— Start of Records supplied —

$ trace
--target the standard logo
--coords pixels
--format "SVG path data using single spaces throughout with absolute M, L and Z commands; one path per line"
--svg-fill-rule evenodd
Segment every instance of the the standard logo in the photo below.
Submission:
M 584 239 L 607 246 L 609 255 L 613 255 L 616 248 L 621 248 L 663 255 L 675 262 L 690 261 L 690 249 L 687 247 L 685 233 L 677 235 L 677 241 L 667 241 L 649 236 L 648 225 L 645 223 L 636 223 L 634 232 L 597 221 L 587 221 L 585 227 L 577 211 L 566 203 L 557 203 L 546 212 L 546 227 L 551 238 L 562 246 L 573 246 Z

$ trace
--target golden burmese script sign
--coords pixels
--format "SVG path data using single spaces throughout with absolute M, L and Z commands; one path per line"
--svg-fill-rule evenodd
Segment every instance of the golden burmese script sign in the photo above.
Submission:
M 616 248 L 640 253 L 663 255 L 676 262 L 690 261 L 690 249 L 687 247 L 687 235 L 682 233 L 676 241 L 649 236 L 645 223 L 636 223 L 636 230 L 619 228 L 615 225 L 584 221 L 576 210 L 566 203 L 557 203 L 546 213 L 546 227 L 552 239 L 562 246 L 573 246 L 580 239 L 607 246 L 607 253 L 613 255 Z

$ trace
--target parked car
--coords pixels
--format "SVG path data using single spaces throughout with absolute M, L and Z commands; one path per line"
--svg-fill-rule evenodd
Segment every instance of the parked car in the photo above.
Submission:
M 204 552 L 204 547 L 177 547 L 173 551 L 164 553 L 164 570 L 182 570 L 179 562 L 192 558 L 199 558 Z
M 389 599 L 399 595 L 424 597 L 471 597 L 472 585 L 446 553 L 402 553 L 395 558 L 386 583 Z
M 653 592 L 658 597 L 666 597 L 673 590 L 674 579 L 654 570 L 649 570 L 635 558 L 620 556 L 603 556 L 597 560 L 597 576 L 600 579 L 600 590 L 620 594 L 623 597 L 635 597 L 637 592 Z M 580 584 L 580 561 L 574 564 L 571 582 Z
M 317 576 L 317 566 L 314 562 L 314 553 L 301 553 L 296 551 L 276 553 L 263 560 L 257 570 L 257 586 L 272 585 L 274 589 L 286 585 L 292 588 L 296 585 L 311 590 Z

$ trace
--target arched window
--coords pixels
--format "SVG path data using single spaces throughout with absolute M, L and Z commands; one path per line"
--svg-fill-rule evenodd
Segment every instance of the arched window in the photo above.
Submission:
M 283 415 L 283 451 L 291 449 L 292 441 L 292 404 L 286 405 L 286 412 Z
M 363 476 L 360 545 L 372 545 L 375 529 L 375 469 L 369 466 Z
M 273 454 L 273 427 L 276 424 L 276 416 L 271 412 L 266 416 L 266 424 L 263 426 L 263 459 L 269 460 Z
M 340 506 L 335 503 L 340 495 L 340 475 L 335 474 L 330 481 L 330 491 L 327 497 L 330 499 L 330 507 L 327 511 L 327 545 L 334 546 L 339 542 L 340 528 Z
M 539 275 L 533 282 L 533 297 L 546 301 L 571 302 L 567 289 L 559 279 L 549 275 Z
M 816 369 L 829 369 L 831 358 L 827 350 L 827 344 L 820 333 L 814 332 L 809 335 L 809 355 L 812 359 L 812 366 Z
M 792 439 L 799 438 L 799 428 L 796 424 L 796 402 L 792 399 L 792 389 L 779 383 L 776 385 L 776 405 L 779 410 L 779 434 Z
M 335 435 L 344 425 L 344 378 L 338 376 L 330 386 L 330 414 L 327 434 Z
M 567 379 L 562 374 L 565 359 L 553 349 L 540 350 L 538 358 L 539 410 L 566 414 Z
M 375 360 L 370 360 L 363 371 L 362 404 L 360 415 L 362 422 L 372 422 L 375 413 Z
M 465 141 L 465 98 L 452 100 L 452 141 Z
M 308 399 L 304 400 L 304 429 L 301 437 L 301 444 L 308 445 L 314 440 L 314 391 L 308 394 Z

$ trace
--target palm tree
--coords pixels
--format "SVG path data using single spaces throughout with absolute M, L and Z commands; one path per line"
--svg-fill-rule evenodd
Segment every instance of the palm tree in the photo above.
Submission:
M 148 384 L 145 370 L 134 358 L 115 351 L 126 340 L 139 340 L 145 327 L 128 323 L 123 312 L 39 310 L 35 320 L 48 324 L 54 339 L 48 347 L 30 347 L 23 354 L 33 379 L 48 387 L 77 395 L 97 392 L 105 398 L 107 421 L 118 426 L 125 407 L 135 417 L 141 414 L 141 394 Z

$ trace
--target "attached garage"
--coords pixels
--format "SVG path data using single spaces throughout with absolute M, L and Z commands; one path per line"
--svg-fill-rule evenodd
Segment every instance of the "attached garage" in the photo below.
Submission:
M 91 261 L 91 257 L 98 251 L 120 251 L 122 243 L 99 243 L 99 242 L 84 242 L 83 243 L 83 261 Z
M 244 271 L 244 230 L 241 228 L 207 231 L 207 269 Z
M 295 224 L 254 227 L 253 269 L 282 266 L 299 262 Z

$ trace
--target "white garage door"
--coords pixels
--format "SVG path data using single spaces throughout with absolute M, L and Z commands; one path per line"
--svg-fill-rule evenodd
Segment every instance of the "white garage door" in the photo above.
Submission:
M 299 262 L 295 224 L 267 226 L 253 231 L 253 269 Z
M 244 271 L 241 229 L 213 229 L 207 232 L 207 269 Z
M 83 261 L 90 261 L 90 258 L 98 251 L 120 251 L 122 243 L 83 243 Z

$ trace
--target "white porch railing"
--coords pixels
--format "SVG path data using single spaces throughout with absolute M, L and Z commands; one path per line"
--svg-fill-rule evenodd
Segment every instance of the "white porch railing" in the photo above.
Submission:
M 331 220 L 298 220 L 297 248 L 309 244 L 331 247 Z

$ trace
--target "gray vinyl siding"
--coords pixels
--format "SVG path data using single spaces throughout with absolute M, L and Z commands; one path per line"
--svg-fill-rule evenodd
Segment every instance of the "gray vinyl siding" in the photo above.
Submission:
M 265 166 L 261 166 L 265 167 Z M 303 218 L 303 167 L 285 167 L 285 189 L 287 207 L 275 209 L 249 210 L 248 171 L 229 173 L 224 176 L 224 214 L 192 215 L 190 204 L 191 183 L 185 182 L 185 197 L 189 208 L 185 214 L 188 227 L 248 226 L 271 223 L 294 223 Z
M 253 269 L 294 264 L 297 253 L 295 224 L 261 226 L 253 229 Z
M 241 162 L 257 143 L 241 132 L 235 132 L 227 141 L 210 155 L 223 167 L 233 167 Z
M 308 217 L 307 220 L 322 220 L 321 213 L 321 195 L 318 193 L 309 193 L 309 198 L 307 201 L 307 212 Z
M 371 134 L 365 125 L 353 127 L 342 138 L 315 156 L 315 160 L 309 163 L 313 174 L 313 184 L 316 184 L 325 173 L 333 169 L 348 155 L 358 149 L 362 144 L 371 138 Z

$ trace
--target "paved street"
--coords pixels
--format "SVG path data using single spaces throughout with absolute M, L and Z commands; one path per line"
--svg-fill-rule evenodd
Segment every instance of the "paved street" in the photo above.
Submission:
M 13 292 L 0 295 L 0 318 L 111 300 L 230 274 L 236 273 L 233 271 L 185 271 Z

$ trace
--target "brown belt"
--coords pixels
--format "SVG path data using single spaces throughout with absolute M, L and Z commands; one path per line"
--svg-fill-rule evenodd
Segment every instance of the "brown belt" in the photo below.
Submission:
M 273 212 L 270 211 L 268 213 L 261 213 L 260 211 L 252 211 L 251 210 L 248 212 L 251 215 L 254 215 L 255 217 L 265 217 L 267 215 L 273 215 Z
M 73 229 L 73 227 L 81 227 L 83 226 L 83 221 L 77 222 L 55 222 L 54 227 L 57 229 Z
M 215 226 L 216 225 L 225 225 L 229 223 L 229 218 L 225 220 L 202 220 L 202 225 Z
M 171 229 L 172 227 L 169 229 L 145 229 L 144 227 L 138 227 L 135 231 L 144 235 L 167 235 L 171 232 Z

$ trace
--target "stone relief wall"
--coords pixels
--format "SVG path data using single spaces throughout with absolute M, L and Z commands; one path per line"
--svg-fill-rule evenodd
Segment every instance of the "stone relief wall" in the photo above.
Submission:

— End of Records supplied —

▸ **Given task**
Put the lines of the items above into a numbered list, from the first line through the line containing "M 317 576 L", and leave out the blank lines.

▸ **Task result**
1. $ trace
2. --target the standard logo
3. --coords pixels
4. --format "SVG path data using single spaces throughout with absolute M, L and Z commands; one path per line"
5. --svg-fill-rule evenodd
6. Segment every instance of the the standard logo in the photo below.
7. Submission:
8. M 584 239 L 607 246 L 609 255 L 613 255 L 616 248 L 621 248 L 663 255 L 675 262 L 690 261 L 690 249 L 687 247 L 685 233 L 677 235 L 677 241 L 667 241 L 649 236 L 648 225 L 645 223 L 636 223 L 634 232 L 597 221 L 587 221 L 585 227 L 577 211 L 566 203 L 557 203 L 546 212 L 546 227 L 551 238 L 562 246 L 573 246 Z
9. $ trace
10. --target golden burmese script sign
11. --coords pixels
12. --format "SVG path data using single spaces throughout with absolute M, L and Z commands; one path per line"
13. --svg-fill-rule evenodd
14. Segment every instance of the golden burmese script sign in the photo above.
15. Submission:
16. M 616 248 L 640 253 L 663 255 L 676 262 L 690 261 L 690 249 L 687 247 L 687 235 L 682 233 L 676 241 L 649 236 L 645 223 L 636 223 L 636 230 L 619 228 L 615 225 L 584 221 L 576 210 L 566 203 L 557 203 L 546 213 L 546 227 L 552 239 L 562 246 L 573 246 L 580 239 L 607 246 L 607 253 L 613 255 Z
17. $ trace
18. --target parked car
19. --coords pixels
20. --format "SVG path data using single spaces throughout with absolute M, L and Z commands; one path per line"
21. --svg-fill-rule evenodd
22. Segment every instance of the parked car in the photo above.
23. Submission:
24. M 204 552 L 204 547 L 177 547 L 173 551 L 164 553 L 164 570 L 182 570 L 179 562 L 192 558 L 199 558 Z
25. M 389 599 L 399 595 L 424 597 L 471 597 L 472 585 L 446 553 L 402 553 L 395 558 L 386 583 Z
26. M 653 592 L 658 597 L 666 597 L 673 590 L 674 579 L 654 570 L 649 570 L 635 558 L 620 556 L 603 556 L 597 560 L 597 576 L 600 579 L 600 590 L 620 594 L 623 597 L 635 597 L 637 592 Z M 580 584 L 580 561 L 574 564 L 571 582 Z
27. M 317 576 L 317 566 L 314 562 L 314 553 L 301 553 L 296 551 L 276 553 L 263 560 L 257 570 L 257 586 L 272 585 L 274 589 L 286 585 L 292 588 L 296 585 L 311 590 Z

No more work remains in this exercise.